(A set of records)
--- begin ---

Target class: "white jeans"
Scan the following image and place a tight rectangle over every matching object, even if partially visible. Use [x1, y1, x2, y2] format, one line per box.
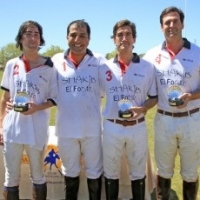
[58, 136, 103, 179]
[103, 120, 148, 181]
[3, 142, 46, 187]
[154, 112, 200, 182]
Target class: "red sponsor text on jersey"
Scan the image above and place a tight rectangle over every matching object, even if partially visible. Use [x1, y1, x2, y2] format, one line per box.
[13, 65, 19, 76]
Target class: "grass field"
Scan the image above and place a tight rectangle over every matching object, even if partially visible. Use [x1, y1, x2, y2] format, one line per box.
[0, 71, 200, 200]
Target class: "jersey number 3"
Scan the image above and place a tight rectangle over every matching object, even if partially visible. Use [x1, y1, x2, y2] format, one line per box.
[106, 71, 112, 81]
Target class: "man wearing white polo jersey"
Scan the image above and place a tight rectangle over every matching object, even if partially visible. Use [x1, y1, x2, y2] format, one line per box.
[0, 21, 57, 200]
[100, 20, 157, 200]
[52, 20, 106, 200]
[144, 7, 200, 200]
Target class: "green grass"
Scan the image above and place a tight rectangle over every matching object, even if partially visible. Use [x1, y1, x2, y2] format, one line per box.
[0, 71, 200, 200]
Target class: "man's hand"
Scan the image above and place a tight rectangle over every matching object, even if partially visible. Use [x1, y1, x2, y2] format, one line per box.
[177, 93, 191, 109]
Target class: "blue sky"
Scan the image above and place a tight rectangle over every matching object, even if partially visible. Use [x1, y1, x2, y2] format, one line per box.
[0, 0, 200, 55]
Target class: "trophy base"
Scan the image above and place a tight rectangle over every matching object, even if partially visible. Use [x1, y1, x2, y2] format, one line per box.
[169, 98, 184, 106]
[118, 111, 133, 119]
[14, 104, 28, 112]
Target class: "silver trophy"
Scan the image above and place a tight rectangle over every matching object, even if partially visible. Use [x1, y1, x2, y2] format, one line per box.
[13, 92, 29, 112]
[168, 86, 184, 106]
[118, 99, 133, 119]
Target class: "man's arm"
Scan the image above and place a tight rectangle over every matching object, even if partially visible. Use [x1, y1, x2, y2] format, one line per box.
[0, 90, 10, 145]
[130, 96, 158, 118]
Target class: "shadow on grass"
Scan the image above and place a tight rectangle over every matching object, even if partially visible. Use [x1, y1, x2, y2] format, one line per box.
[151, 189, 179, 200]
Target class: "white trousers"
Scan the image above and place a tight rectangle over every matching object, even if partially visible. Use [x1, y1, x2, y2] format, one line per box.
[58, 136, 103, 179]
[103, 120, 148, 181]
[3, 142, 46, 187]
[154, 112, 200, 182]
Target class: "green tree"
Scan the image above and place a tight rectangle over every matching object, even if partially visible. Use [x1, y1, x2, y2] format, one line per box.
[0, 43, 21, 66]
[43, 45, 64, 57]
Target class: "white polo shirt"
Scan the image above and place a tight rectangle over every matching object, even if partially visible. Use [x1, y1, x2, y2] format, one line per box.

--- end ---

→ **Problem statement**
Rewrite the records as a Markdown table with the columns Row and Line. Start at the first line and continue through the line that contains "[177, 93, 191, 109]", omitting blank lines and pictures.

→ **Solution to this problem**
| Row | Line |
|---|---|
| 1 | Target class: "white jeans" |
| 2 | Scan the following image and place a tight rectangle over every matching object, even if partially visible. Use [x1, y1, x2, y2] format, one line per box. |
| 3 | [58, 136, 103, 179] |
| 4 | [103, 120, 148, 181] |
| 5 | [3, 142, 46, 187] |
| 6 | [154, 112, 200, 182] |
| 7 | Target class: "red sponsor text on jersey" |
| 8 | Scan the image above and place a tight rectangle over every matching object, even if partially visible. Use [x1, y1, x2, y2] format, one line per box. |
| 9 | [13, 65, 19, 76] |
| 10 | Target class: "grass field" |
| 11 | Scan the image above and place a tight rectangle over every matching object, even if partially visible. Use [x1, y1, x2, y2] format, one line per box. |
| 12 | [0, 71, 200, 200] |
| 13 | Target class: "jersey number 3" |
| 14 | Scan the image above and place a tight rectangle over every matching object, even if partially visible. Use [x1, y1, x2, y2] format, one line per box. |
| 15 | [106, 71, 112, 81] |
| 16 | Target class: "man wearing white polo jersey" |
| 17 | Scan the image above and place a tight rectangle over every matching object, even if partially visible. Use [x1, y1, x2, y2] format, one line per box. |
| 18 | [0, 21, 57, 200] |
| 19 | [100, 20, 157, 200] |
| 20 | [52, 20, 106, 200] |
| 21 | [144, 7, 200, 200] |
| 22 | Target class: "green grass" |
| 23 | Scan the image above and place a tight rectangle over every matching object, even if partially visible. Use [x1, y1, x2, y2] format, one line per box. |
| 24 | [0, 71, 200, 200] |
| 25 | Target class: "man's hand" |
| 26 | Scan the image above and place a tight rectangle over every matching object, even if partially visible. Use [x1, y1, x2, y2] format, one line per box. |
| 27 | [177, 93, 191, 109] |